==== Document text

Some other examples of compiled languages include C, C++ and Fortran. I've chosen rust mostly because of its great build system. It's much easier to set up than other compilers, which would be a multi-hour session in its own right. The syntax is not massively dissimilar from python and there are good third party packages available. I expect that more research software projects will use it in the future.

Languages like R, python and Julia are interpreted languages. Roughly what this means is that every time you run the code, it is first translated into machine code which is what the computer actually runs, and then run. You can think of the translation and run happening for each time you get to a new line. (NB: We've also looked at packages like numba which could compile a single function in python).

In a compiled language, these two steps are split up. Before running the program, you run a compiler on all of your code (known as compile-time), which converts it into machine code and creates an executable. Each time you run the code (known as run-time), you then directly run the executable without having to compile the code. Clearly this can be more efficient, but why else might you want to use a compiled language:

• Speed. As well as skipping the interpreting step, the compiler being able to see all the code at once can automatically optimise your code. Knowing the types of all the variables also avoids other expensive checks. For CPU intensive tasks, it's not unreasonable to expect 10x or more faster code by default.

========
==== Information shown

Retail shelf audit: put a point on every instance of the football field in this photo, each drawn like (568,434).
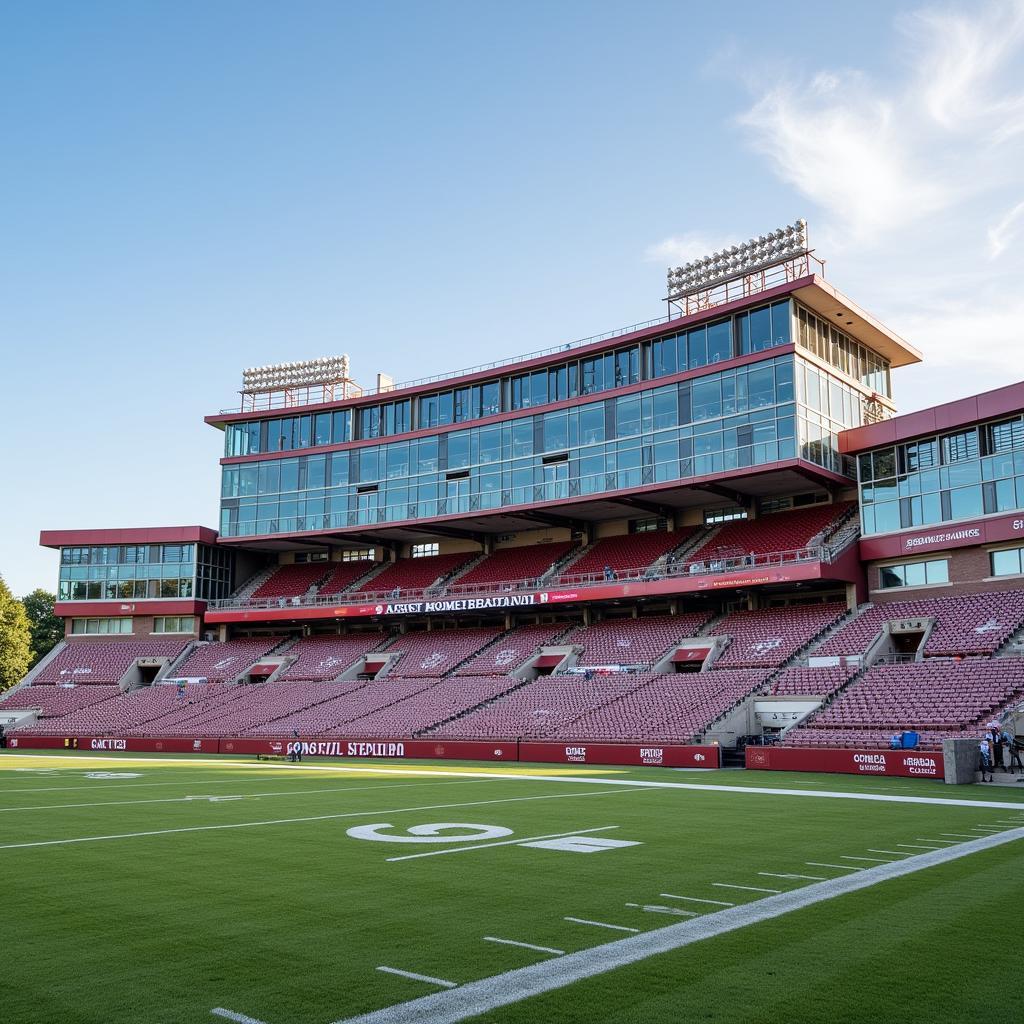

========

• _Your objective_: Decide whether each statement below agrees with the text on compiled and interpreted languages, answering yes or no and quoting the words from that text that decide it. 1. Julia is named as an interpreted language. 2. Rust was chosen mainly for its syntax. 3. A compiled program has to be compiled again every time it is run.

• _Task solution_:
1. Yes: "Languages like R, python and Julia are interpreted languages."
2. No: "I've chosen rust mostly because of its great build system."
3. No: "you then directly run the executable without having to compile the code."